## PROBLEMS TO WORK ON:
1. Rewrite the part of the blog post on remembering the dead that opens with the words containing "after my mother" and closes with "more bitter memories.", swapping "journal" for "diary".
2. Write what comes next in the blog post on remembering the dead, picking up after its final sentence.
------ PASSAGE SHOWN
Tuesday, April 26, 2005

walking with a ghost

do you still think about the people who've died? i do, sometimes. they come and go, like the phantoms that they are. sometimes unbidden, like hauntings but not. i will wake up from a dream about someone who's gone, and wonder why they popped back into my head. i don't believe in ghosts, not the kind that rattle chains and restlessly wander the earth, but i do believe that people's spirits stay with you. they become a part of you, sometimes for the better, sometimes for the worse.

after my mother died in 1999 (OMG, already almost six years ago?), i saw her in my dreams a few times. the whole ordeal of her dying and the funeral and everything was pure awfulness, to be honest more b/c my father, my grandmother, and some of my siblings suffered much more than i did. for i had a difficult relationship with my mother -- we were not very much alike, and she could be horrible. she also gave me my first journal at age 12 and told me it was a place where i could write about things that happened to me or my private thoughts. little did she know she handed me the tool i needed to survive her random bursts of extreme parenting. on the other hand, i was lucky enough to come to terms with her and be at peace with our disagreements before she passed on. that helped free me from the more bitter memories.
------------
------ RECORD LIST
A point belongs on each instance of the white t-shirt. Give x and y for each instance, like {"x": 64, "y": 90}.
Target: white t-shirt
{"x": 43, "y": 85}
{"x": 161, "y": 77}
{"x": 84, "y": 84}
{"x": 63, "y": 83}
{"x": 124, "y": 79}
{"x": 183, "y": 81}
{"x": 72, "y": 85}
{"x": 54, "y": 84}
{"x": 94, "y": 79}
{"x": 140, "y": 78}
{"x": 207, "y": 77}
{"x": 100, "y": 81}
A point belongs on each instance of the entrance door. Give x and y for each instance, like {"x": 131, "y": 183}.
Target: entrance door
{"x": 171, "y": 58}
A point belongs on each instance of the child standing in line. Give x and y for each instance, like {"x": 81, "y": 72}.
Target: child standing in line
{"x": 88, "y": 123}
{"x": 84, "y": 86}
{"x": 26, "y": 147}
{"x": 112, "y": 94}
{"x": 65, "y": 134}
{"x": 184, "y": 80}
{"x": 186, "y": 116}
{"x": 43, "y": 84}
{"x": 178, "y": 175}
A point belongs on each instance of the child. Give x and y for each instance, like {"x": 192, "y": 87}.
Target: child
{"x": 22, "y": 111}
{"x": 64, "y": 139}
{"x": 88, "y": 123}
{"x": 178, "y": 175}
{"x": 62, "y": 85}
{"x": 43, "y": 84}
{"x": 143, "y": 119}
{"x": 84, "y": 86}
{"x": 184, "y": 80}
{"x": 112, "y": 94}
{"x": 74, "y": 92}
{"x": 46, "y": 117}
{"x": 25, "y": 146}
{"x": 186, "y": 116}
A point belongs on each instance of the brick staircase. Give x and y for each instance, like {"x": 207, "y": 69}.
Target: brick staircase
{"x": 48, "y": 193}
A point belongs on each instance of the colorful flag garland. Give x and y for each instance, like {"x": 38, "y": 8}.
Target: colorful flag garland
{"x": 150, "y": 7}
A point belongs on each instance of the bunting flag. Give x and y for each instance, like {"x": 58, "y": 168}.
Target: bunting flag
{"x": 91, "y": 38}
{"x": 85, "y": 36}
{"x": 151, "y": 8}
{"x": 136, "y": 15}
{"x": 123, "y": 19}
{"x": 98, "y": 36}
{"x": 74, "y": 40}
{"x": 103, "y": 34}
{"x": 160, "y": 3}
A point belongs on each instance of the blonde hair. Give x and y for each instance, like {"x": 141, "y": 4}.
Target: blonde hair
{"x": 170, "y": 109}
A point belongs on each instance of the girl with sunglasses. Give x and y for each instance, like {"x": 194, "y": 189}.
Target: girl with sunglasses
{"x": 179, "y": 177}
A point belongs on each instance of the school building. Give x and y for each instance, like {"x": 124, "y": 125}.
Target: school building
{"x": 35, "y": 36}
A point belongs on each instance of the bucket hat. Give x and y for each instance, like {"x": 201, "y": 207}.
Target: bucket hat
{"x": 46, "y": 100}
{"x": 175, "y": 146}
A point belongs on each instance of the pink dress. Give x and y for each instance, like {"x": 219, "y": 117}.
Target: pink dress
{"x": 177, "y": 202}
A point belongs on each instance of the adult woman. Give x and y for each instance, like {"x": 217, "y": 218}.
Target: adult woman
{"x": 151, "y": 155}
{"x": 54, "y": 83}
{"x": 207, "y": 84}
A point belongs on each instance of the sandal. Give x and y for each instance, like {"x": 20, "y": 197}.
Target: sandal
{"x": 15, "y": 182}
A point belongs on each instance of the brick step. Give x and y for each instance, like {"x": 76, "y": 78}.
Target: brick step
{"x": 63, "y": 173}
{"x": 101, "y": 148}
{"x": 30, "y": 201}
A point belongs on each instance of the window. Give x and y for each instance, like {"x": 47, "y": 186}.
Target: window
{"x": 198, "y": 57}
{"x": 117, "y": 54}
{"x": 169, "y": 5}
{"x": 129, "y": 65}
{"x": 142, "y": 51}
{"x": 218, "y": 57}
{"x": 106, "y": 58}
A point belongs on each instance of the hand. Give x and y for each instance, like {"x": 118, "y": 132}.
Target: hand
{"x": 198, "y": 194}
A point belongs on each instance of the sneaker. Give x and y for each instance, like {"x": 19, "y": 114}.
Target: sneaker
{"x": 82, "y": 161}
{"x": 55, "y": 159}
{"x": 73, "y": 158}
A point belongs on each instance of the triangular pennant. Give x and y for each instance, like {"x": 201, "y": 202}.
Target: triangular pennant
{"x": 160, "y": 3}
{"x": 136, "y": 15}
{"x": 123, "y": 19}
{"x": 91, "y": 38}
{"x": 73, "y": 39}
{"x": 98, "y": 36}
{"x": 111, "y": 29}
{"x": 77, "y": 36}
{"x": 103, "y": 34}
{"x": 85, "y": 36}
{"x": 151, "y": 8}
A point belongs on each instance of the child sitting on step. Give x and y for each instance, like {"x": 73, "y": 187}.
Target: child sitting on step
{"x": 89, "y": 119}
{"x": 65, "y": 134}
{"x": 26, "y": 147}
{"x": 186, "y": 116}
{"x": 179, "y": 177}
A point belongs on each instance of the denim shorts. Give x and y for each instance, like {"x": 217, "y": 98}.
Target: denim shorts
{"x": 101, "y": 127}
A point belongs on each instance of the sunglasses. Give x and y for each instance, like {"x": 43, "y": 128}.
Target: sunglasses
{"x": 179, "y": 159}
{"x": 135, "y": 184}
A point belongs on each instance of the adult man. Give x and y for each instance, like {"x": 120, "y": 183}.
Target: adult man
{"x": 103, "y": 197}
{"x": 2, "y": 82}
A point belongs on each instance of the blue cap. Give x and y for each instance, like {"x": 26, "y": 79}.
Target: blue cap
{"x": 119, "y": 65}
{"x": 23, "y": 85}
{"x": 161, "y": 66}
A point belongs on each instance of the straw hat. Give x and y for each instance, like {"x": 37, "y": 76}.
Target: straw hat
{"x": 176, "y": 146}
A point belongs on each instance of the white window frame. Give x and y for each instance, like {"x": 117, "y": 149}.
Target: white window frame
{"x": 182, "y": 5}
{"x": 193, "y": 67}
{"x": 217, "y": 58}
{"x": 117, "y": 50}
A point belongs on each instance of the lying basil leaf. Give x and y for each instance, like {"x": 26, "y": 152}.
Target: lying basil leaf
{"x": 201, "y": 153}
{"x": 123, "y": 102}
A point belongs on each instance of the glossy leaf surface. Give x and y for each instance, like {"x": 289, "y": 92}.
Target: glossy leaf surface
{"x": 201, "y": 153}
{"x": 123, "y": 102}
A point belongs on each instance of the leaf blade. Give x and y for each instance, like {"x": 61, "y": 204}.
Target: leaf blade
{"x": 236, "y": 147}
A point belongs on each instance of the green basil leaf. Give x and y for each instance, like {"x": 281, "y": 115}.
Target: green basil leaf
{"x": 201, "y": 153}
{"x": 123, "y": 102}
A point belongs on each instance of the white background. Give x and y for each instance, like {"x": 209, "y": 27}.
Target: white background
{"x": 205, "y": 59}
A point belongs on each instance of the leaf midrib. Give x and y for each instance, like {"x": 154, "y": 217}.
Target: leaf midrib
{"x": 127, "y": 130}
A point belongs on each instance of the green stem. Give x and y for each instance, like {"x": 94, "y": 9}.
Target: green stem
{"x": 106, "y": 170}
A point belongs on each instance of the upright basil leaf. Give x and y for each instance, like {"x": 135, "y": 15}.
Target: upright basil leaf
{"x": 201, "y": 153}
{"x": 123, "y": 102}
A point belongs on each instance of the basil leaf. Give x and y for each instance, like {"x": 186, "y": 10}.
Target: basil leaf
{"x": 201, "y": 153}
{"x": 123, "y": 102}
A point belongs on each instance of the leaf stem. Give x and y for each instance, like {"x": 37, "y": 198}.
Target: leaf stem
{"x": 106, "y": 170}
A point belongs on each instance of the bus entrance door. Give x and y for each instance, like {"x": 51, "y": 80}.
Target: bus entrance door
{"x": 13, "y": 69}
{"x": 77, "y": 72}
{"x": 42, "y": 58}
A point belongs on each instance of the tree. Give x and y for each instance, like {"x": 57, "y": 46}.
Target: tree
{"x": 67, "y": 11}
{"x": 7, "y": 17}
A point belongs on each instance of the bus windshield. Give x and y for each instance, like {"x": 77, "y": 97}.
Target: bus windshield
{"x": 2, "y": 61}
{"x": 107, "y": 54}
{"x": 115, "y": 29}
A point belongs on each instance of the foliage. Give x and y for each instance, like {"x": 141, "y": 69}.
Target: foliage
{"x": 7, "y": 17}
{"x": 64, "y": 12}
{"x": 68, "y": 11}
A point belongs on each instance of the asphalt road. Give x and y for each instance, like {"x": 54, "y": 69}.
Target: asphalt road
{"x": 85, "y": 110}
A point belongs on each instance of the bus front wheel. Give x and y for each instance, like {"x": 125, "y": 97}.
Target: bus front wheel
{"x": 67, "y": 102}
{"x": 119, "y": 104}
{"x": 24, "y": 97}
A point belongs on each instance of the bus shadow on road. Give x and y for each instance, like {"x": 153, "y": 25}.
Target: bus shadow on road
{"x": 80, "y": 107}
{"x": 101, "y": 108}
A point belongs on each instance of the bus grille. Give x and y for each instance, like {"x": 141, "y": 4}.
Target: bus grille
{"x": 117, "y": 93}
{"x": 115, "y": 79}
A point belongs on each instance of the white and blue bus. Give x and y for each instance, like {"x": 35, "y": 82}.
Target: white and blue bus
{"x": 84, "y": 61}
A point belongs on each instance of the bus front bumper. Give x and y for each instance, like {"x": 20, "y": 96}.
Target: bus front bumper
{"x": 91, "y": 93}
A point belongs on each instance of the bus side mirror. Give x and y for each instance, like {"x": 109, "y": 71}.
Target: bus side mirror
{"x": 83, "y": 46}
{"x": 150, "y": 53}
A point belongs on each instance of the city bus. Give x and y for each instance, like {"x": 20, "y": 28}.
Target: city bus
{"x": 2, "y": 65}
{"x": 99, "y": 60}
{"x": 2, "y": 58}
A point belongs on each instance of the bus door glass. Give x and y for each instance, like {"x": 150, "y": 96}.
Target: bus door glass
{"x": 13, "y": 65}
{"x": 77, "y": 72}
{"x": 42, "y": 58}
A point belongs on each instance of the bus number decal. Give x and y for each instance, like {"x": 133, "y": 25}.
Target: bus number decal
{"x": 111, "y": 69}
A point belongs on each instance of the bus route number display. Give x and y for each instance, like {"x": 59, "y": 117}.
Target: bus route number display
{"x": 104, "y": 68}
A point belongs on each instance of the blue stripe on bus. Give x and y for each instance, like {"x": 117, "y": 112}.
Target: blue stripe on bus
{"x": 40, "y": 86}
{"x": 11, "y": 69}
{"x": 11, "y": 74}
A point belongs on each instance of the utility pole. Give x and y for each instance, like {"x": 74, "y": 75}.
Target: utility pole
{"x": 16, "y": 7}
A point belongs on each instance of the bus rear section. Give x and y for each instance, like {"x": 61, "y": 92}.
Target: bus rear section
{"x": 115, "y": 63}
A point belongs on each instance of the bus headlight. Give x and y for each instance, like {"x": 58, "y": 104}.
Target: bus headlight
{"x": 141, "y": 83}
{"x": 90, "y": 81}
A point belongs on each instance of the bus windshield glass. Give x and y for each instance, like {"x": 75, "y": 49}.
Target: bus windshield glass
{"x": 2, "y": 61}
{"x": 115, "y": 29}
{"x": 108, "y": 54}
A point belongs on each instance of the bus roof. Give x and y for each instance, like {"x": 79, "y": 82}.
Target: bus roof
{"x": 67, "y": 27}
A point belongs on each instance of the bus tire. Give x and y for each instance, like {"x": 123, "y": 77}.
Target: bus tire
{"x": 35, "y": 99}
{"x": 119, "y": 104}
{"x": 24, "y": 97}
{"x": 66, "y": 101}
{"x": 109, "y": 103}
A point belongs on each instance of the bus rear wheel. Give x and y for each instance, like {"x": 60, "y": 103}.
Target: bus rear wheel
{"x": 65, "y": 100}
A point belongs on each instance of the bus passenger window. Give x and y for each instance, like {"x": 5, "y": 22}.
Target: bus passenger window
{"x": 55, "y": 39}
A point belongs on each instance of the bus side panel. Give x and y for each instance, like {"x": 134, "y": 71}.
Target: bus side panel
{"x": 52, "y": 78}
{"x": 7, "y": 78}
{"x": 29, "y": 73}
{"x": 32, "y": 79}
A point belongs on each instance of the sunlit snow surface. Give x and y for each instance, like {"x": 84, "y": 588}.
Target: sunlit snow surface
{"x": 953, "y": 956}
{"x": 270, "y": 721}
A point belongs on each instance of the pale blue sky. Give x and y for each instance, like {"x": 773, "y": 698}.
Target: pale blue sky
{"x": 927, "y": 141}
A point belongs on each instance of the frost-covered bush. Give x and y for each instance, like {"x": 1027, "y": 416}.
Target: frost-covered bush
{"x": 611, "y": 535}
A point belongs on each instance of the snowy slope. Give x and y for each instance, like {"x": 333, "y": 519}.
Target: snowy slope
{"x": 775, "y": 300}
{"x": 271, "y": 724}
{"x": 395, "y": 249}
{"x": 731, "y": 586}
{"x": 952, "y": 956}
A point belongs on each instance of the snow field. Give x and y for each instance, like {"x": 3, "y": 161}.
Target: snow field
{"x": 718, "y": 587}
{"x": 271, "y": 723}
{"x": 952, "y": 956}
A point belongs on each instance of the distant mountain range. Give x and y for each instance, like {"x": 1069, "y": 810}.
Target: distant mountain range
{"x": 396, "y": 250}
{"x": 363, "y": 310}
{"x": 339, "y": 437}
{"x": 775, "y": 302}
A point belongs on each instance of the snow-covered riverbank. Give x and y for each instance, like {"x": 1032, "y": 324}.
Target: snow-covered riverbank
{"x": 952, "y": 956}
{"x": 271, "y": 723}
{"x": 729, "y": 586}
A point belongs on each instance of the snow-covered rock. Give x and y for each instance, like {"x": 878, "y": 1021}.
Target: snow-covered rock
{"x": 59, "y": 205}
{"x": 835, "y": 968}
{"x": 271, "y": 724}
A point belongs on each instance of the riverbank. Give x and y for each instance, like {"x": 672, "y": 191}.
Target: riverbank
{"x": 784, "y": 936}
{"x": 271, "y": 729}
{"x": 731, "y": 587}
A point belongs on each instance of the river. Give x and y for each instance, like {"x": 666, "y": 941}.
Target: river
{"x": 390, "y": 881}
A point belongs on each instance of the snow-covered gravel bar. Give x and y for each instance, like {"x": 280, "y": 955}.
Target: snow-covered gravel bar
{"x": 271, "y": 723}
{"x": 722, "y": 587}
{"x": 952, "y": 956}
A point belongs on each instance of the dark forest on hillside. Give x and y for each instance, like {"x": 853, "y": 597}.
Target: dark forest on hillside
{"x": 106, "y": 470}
------------
## RESPONSES TO THE EXERCISE:
1.
after my mother died in 1999 (OMG, already almost six years ago?), i saw her in my dreams a few times. the whole ordeal of her dying and the funeral and everything was pure awfulness, to be honest more b/c my father, my grandmother, and some of my siblings suffered much more than i did. for i had a difficult relationship with my mother -- we were not very much alike, and she could be horrible. she also gave me my first diary at age 12 and told me it was a place where i could write about things that happened to me or my private thoughts. little did she know she handed me the tool i needed to survive her random bursts of extreme parenting. on the other hand, i was lucky enough to come to terms with her and be at peace with our disagreements before she passed on. that helped free me from the more bitter memories.

2.
in the first dream i had, i rounded a corner and crashed into her by accident. she looked at me, and i thought she was annoyed, as she would have been in life. but when she spoke it was about my dad: "i killed him," she said. in the dream i didn't understand, and i argued with her, since he was still alive. but when i woke up, i knew where that had come from: dad was understandably depressed and in that phase where nothing seems worth doing; his life seemed to be shrinking, and he didn't even seem to care. i was worried about him but couldn't really begin to figure out how to talk to him about it. when mom said that in the dream (and please understand, i'm not saying my dead mother was actually speaking to me in a dream; i am well aware that dreams are one's messages to oneself), i hastened to keep her from blaming herself -- something i likely wouldn't have done in life, since i felt she had a talent for bringing on misery. but when i woke up i didn't feel angry toward her; it was more like i'd let myself see a simple truth. i felt sad that dad was going through her loss, but i also realized he would get better. which he did.

tori amos again figures into this rumination, incredibly enough. her song "the beekeeper," from the selfsame album i keep talking about, has been much on my mind. it seems to be something about loss, averted. there is a line, however, "in your gown with a breathing mask/plugged into a heart machine," that sorta seals it in terms of making me think about my mom. b/c the song seems to be a reassurance that death will be kept at bay, but maybe the vow made in the song -- "don't be afraid/i promise that she will awake/tomorrow somewhere" -- is not that.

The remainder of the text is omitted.